**Exercise instructions**
Render the entries below as a two-column CSV headed label_request and bounding_boxes. Put each line of text in the first column and all the boxes that follow it in the second, quoting every field, turning any line breaks into spaces, and leaving out the pictures.
[Start of Provided records]
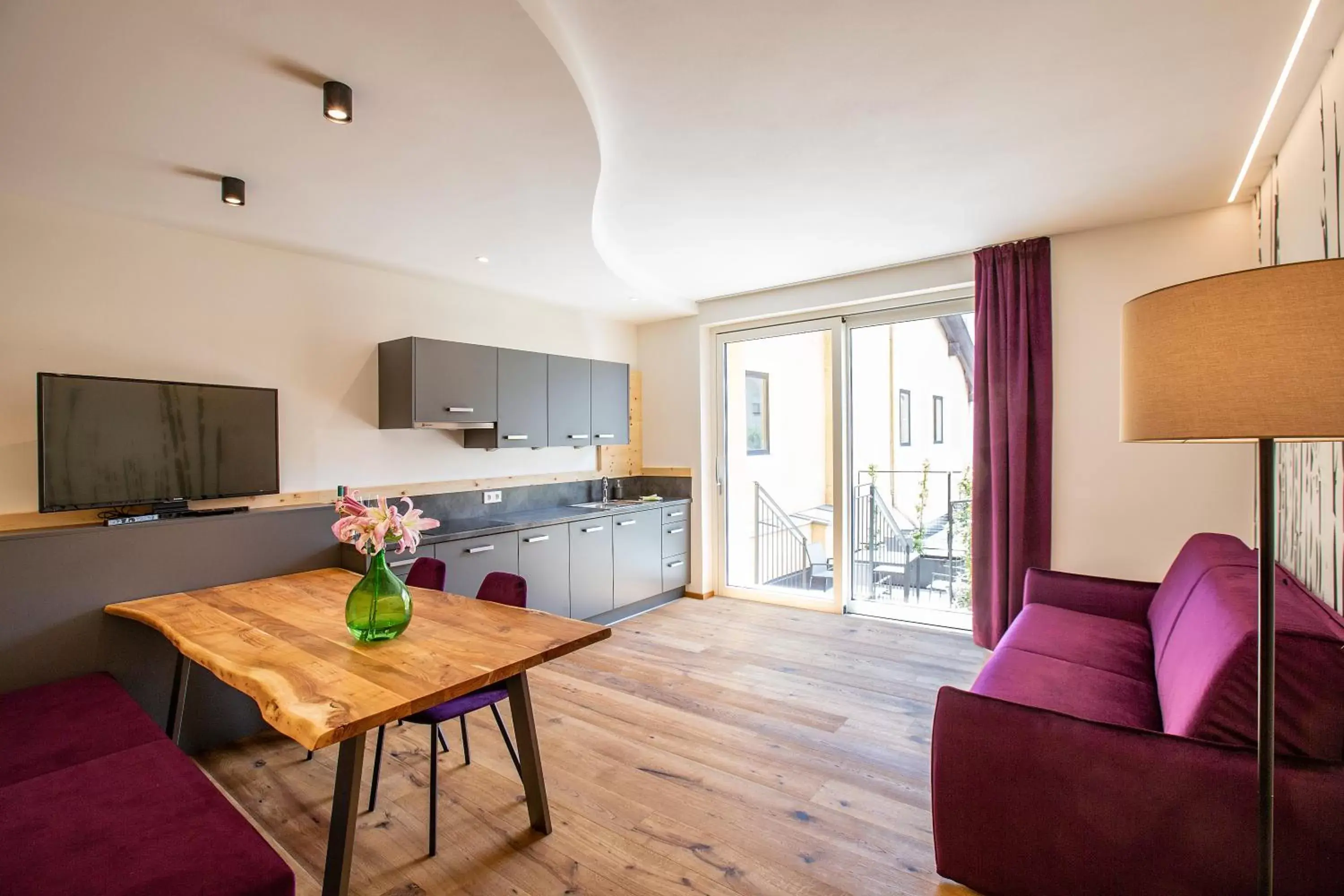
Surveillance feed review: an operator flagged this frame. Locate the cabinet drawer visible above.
[517,525,570,616]
[663,553,691,591]
[663,504,691,522]
[663,520,691,557]
[434,532,517,598]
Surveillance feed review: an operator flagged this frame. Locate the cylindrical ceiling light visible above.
[323,81,355,125]
[219,177,247,206]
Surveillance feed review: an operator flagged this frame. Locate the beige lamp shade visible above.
[1120,259,1344,442]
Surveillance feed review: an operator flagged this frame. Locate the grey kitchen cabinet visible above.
[612,508,663,607]
[663,514,691,557]
[546,355,593,448]
[378,336,499,430]
[462,348,547,448]
[663,553,691,591]
[517,524,570,616]
[593,362,630,445]
[569,517,616,619]
[434,532,517,598]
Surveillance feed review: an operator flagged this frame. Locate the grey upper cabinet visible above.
[434,532,517,598]
[546,355,593,448]
[378,336,499,430]
[464,348,547,448]
[517,525,570,616]
[593,362,630,445]
[570,517,614,619]
[612,508,663,607]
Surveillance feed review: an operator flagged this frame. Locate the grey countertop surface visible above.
[421,498,691,544]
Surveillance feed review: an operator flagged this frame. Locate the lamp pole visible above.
[1255,439,1277,896]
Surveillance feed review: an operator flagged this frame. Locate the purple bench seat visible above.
[0,674,294,896]
[933,534,1344,896]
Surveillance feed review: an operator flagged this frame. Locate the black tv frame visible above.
[36,371,280,517]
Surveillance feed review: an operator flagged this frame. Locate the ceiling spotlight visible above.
[219,177,247,206]
[323,81,355,125]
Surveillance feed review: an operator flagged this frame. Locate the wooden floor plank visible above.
[199,598,988,896]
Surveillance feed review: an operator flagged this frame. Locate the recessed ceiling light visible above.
[1227,0,1321,203]
[219,177,247,206]
[323,81,355,125]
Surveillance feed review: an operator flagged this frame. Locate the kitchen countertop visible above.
[421,498,691,544]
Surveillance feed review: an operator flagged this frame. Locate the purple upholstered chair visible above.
[368,572,527,856]
[308,557,448,763]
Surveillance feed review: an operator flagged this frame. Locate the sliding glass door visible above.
[719,320,844,610]
[716,298,974,629]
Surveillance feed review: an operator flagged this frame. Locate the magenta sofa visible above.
[0,674,294,896]
[933,534,1344,896]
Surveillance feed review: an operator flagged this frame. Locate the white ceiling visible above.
[0,0,1344,320]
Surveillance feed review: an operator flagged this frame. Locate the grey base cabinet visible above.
[612,508,664,607]
[517,525,570,616]
[569,517,616,619]
[434,532,517,598]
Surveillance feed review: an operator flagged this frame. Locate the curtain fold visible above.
[970,238,1054,649]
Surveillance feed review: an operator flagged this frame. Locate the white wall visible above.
[0,196,636,513]
[1051,203,1255,580]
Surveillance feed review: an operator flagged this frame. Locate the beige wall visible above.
[0,198,637,513]
[1051,203,1255,580]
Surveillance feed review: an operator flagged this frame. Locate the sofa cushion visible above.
[970,647,1161,731]
[0,672,164,787]
[0,739,294,896]
[1148,532,1257,666]
[999,603,1153,684]
[1157,565,1344,762]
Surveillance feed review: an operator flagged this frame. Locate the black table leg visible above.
[505,672,551,834]
[323,733,364,896]
[164,653,191,743]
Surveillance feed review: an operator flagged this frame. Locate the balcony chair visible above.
[368,572,527,856]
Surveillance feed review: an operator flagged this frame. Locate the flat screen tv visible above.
[38,374,280,513]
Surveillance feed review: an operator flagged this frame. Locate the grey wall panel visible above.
[0,508,339,751]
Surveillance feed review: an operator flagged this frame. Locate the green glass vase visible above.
[345,551,411,642]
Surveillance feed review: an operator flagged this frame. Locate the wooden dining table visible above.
[105,569,612,896]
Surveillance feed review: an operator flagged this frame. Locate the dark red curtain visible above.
[970,238,1054,649]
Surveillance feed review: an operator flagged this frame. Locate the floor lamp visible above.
[1120,259,1344,896]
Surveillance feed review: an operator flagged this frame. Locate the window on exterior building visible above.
[896,390,910,448]
[746,371,770,454]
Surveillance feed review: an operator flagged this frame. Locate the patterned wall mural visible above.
[1254,40,1344,611]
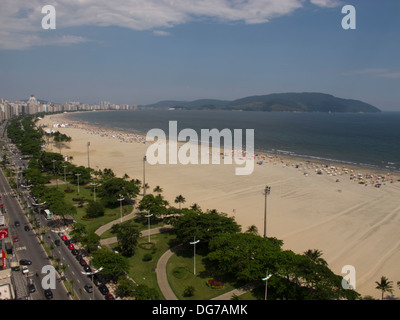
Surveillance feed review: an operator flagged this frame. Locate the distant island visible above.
[140,92,381,113]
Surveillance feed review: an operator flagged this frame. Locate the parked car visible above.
[22,266,29,274]
[19,259,32,266]
[83,265,92,272]
[104,293,115,300]
[99,284,110,295]
[44,289,53,299]
[28,283,36,293]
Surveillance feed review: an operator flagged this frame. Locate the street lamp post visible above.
[264,186,271,238]
[118,194,125,223]
[146,214,153,242]
[261,271,272,300]
[63,164,68,183]
[75,173,81,193]
[81,267,103,300]
[92,182,98,202]
[143,156,147,197]
[189,237,200,275]
[87,141,90,168]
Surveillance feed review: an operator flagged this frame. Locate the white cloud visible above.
[0,0,337,49]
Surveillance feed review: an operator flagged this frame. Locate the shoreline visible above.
[38,114,400,297]
[47,110,400,179]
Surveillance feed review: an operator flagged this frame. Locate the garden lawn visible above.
[49,184,133,232]
[167,247,235,300]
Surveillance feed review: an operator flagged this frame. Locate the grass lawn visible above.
[48,183,133,232]
[167,247,235,300]
[109,232,176,300]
[End of Provided records]
**Solution to this problem**
label_request,bounding_boxes
"Surveillance feed review: an operator flagged this frame. Locate the cabinet drawer visible above.","[517,525,570,616] [663,553,691,591] [663,504,691,522] [663,520,691,557] [434,532,517,598]"
"Surveillance feed review: an operator flagged this frame. Locate the cylindrical ceiling light visible above.","[323,81,355,125] [219,177,247,206]"
"Surveillance feed review: an operator flagged this frame. Locate the beige lamp shade visible above.","[1120,259,1344,442]"
"Surveillance feed review: an operator flagged this frame. Locate the grey kitchen cabinet visible above.","[612,508,663,607] [663,514,691,557] [546,355,593,448] [378,336,499,430] [462,348,547,448] [663,553,691,591] [517,524,570,616] [593,362,630,445] [569,517,616,619] [434,532,517,598]"
"Surveillance feed review: an operator flagged this frame. Locate the grey upper cabinet visible above.","[434,532,517,598] [546,355,593,448] [378,336,499,430] [464,348,547,448] [517,525,570,616] [593,362,630,445] [570,517,614,619] [612,508,663,607]"
"Surveillance feed review: an operator flagged this frame. Locate the grey countertop surface visible above.","[421,498,691,544]"
"Surveillance feed review: an operator flagged this frame. Locate the lamp pole visible above.","[1255,439,1277,896]"
"Surveillance feed review: an operator flagged this frame. Locate the purple bench seat visible above.","[0,674,294,896] [933,534,1344,896]"
"Surveillance feed review: an operator flagged this frame. Locate the black tv frame visible above.","[36,371,280,517]"
"Surveillance feed review: an operator flagged this frame. Locate the ceiling spotlight visible above.","[219,177,247,206] [323,81,355,125]"
"Surveillance feed review: an operator flagged this frame. Locate the wooden floor plank visible above.","[199,598,988,896]"
"Surveillance feed review: an operator flagged this frame. Locate the recessed ceiling light visible above.","[1227,0,1321,203] [219,177,247,206] [323,81,355,125]"
"Surveillance feed review: an operator flagged this frame. Locate the kitchen countertop visible above.","[421,498,691,544]"
"Surveillance feed review: an operator flagged this frame. Locate the purple upholstered chair visible above.","[368,572,527,856] [308,557,448,763]"
"Surveillance feed review: an operator flagged this frame. Locate the sliding glass door visible above.","[719,320,844,610] [716,298,974,629]"
"Surveillance feed review: an operator flagged this frame. Locate the magenta sofa visible above.","[0,674,294,896] [933,534,1344,896]"
"Surveillance feed review: an operator flagged this frame. Locate the white ceiling visible above.","[0,0,1344,320]"
"Surveillance feed review: an operator flagged this frame. Locate the grey base cabinet visible above.","[612,508,664,607] [517,525,570,616] [569,517,616,619] [434,532,517,598]"
"Surveillance feed review: an operator flagged this frame. Locate the curtain fold visible above.","[970,238,1054,649]"
"Surveillance feed review: an operator flagged this frame. Locate the white wall visible above.","[0,196,636,513] [1051,203,1255,580]"
"Surveillance feed review: an operator flagged this frame. Locate the beige wall visible above.","[0,198,637,513] [1051,203,1255,580]"
"Surveillance feed review: an operator flagged this frame. Locate the sofa cushion visible above.","[970,647,1161,731] [0,672,164,787] [0,739,294,896] [1148,532,1257,666] [999,603,1153,684] [1157,565,1344,762]"
"Surveillance feed review: an operator flagged this frame. Locate the black table leg visible above.","[505,672,551,834] [323,733,364,896] [164,653,191,743]"
"Surveillance feed review: an operator flagged this frame. Locate the balcony chair visible above.","[368,572,527,856]"
"Surveillance feed review: an operator flagged this frame. Locate the flat screen tv visible above.","[38,374,280,513]"
"Surveillance feed review: an operator flagged this frame. Locate the grey wall panel visible above.","[0,508,339,751]"
"Surveillance feed review: an operator flagged this frame. Locate the green glass vase visible above.","[345,551,411,642]"
"Surveillance feed review: an operator flagged this frame. Locate the wooden dining table visible above.","[105,569,612,896]"
"Surveillance feed review: an operator flagged this frame. Locate the dark red curtain visible above.","[970,238,1054,649]"
"Surveillance feed review: an operator flagged this frame. Locate the floor lamp visible above.","[1120,259,1344,896]"
"Surveillance feed review: an operator flagged this frame. Locate the window on exterior building visible above.","[896,390,910,448] [746,371,770,454]"
"Surveillance feed review: an operator flagged this frame. Locate the patterned wall mural visible above.","[1254,40,1344,611]"
"Surveillance feed review: an operator flagged this frame. Locate the distant island visible above.","[140,92,381,113]"
"Surveillance feed review: an operator flagged this frame. Locate the parked car visible above.","[22,266,29,274] [19,259,32,266] [83,265,92,272] [104,293,115,300] [99,284,110,295] [44,289,53,299] [28,283,36,293]"
"Surveillance feed review: an operator flagged this frame. Locate the street lamp post visible above.","[264,186,271,238] [118,194,125,223] [146,214,153,242] [261,271,272,300] [63,164,68,183] [75,173,81,193] [81,267,103,300] [92,182,98,202] [143,156,147,197] [189,237,200,275] [87,141,90,168]"
"Surveillance feed review: an operator flagged this frame. Locate the white cloud visible above.","[0,0,337,49]"
"Surveillance feed review: an operator flagged this frame. Locate the shoreline visible above.","[38,114,400,297] [47,110,400,179]"
"Surveillance feed review: an operator flagged this frame. Locate the garden lawn visible above.","[49,184,133,232] [167,247,235,300]"
"Surveillance feed review: an operator flagged this frame. Locate the grass lawn visible above.","[48,183,133,232] [167,247,235,300] [109,232,176,300]"